*Collected data:*

= = = = = = =

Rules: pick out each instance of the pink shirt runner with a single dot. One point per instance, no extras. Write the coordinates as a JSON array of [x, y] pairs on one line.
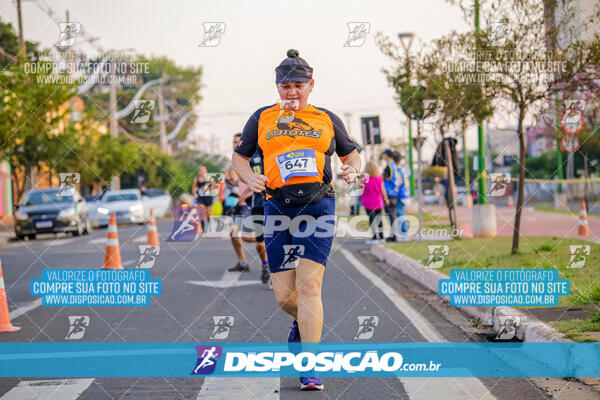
[[372, 198]]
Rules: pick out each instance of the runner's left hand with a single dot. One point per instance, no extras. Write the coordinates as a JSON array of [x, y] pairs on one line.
[[349, 173]]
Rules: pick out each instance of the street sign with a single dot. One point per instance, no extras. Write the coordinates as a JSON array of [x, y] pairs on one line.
[[572, 122], [570, 144], [370, 130]]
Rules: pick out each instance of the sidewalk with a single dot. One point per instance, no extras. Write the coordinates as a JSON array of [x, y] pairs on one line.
[[533, 223]]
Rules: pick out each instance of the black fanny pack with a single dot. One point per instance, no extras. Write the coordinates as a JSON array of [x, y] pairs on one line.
[[301, 194]]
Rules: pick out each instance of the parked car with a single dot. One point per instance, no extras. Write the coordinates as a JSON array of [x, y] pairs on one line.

= = = = = = =

Can you reproduce all the entries above, requests included, with every x and y coordinate in the answers scaled by 1.85 and rounded to whole numbers, halves rounding up? Keep the requests unchanged and leave the pictures out.

*RESPONSE TO THE EXERCISE:*
Rules: pick out each instance of the pink shirt runner with a single dot. One point per instance, no extras. Write the coordinates as a JSON array of [x, y] pairs on one line.
[[688, 366]]
Rules: pick out each instance of the runner's left hand with a single dot. One point per instance, no extras. Write the coordinates as a JSON array of [x, y] pairs on one line.
[[646, 320]]
Rules: pick out each instance of the street sign with a single dot. One point per instance, no extras. Write the coordinates as a JSON array of [x, y] pairs on one line.
[[1058, 226], [1055, 266], [685, 241]]
Rules: pick out each instance of the sidewalk with a single dot. One point per instance, no extras. Write the coordinates as a JSON array of [x, y] pairs on one line.
[[986, 413]]
Rules: pick out each instance of the black fanny pack with a single dot. One point per instance, no extras. Write the coordinates as a JSON array of [x, y] pairs on one line.
[[557, 359]]
Rules: pick out each instance of the parked car with a single dot. One point per instance, no extras. Write the coordinates as a JSON array of [x, y] pairs on one line.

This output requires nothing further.